Supplied passage.
Birdland - Hollow Heart

Lazy
LAZY13 (LAZY13T 12")
1989




Birdland were a breakneck amphetamine firecracker of a band. Four guys from the English midlands with peroxide bobbed hair, shrill, pacey, feedback sodden yet melodic, like Psychocandy on 78rpm.

A big influence on the early Manic Strret Preachers, their 1989 debut single Hollow Heart blazed so bright. The 12" had three songs on the A-side, all crashing into each other in a wail of feedback, no gaps. And that's exactly how they played it live.

I saw this band devotionally. I first went cos a friend recommended it and you got a free live LP. What a great idea! In the days before burnable CDs, bands just did not give away their music at gigs. Birdland figured that to press up a one-sided vinyl LP with no outer sleeve was cheap, if it's live there's no recording costs, and it'd surely bring enough extra punters in to cover its costs. And yet it's not a con-gimmick, everyone gets something worthwhile. It worked on me.

God, they were fucking incredible. Fast and guitarry, taking punk speed, 60s Stones cocksure energy, Patti Smith art-primal attitude, and shooting out these white hot shards of kinetic force with something soaring and pop in there.

The later singles had their merits - good songs and a lot of energy - but sounded somewhat two dimensional. There was a full-surround fury to the live shows that only the tracks on Hollow Heart and its follow up Paradise get close to.

It's like when you listen to Merseybeat bands like Gerry & The Pacemakers or Billy J Kramer & The Dakotas and they all sound so twee, but it doesn't take a big effort to mentally scrub them of their record company gloss and put them in leather jackets belting out rock n roll to a sweaty walled Cavern and see what the fuss was about.

Written request 1. Transcribe the stretch of the Birdland review from "God, they were" through "fuss was about.", word for word.
Written request 2. Go on with the Birdland review from the point where it stops.

Excerpted data.
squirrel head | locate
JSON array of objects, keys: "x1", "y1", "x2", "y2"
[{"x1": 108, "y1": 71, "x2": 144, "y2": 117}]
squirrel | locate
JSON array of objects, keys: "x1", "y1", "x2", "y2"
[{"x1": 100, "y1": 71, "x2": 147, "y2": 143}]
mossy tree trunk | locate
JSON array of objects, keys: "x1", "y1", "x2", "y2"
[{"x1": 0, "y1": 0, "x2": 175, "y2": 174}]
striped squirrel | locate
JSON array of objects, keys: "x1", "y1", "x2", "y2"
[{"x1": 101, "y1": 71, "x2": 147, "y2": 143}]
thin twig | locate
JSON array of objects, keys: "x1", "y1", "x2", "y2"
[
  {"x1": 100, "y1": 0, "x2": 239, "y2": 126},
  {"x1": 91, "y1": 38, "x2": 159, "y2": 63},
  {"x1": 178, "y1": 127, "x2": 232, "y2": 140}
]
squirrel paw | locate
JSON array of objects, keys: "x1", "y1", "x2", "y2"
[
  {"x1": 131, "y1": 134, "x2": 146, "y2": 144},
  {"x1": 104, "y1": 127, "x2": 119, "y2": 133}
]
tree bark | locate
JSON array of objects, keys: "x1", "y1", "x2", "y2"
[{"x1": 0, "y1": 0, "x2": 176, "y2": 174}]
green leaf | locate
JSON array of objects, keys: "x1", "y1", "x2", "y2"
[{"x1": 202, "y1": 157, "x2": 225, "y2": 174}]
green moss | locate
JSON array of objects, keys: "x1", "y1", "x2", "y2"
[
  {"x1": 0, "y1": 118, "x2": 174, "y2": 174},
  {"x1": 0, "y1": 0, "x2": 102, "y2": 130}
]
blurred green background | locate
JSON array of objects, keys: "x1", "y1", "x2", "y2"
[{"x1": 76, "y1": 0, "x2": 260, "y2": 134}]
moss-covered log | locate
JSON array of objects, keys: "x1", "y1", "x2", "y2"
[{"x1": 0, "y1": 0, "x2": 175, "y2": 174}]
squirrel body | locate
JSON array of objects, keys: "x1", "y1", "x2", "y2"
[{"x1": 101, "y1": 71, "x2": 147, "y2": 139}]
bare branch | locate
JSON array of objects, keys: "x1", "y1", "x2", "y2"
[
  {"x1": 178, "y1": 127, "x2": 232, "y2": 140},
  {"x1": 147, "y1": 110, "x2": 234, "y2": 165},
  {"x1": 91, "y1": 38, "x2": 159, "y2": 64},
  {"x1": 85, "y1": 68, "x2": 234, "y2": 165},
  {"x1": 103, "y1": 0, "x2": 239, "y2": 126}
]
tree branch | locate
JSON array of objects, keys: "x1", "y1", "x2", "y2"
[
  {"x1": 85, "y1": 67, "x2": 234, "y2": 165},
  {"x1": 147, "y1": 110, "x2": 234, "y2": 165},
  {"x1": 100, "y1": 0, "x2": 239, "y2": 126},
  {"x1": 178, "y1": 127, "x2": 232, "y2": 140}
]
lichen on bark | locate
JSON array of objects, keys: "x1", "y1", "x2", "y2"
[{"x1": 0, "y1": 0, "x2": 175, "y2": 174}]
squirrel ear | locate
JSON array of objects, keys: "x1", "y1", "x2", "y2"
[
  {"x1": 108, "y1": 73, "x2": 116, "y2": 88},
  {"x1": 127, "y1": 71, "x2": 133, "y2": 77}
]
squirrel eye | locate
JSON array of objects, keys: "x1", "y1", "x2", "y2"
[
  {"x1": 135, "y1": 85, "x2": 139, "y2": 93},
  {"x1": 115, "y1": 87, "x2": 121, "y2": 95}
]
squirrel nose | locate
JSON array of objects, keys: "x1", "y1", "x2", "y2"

Written reply 1.
God, they were fucking incredible. Fast and guitarry, taking punk speed, 60s Stones cocksure energy, Patti Smith art-primal attitude, and shooting out these white hot shards of kinetic force with something soaring and pop in there.

The later singles had their merits - good songs and a lot of energy - but sounded somewhat two dimensional. There was a full-surround fury to the live shows that only the tracks on Hollow Heart and its follow up Paradise get close to.

It's like when you listen to Merseybeat bands like Gerry & The Pacemakers or Billy J Kramer & The Dakotas and they all sound so twee, but it doesn't take a big effort to mentally scrub them of their record company gloss and put them in leather jackets belting out rock n roll to a sweaty walled Cavern and see what the fuss was about.

Written reply 2.
When Birdland's album came out I hitch hiked round Britain following the tour, 13 gigs in 15 days. Every one amazing, though often radically different vibes. Sometimes an hour and a half and five triumphant encores. Sometimes the gear goes wrong ten minutes in and they'd smash everything up and leg it.

The first 10,000 copies of the album, incidentally, came on white vinyl, white label, in a plain white sleeve with 'BIRDLAND' printed on the front in white (you have to tilt it to the light to read it). Oh fucking yes. They were great for that sort of thing - singles coming with a limited edition 4-track EP version with posters and a badge and what have you.

No band can sustain such power and intensity for long, so we can't really lament their passing. We should just be glad that we have those blinding screaming early singles like Fuzzbox's XX Sex or Birdland's labelmates The Primitives' Stop Killing Me.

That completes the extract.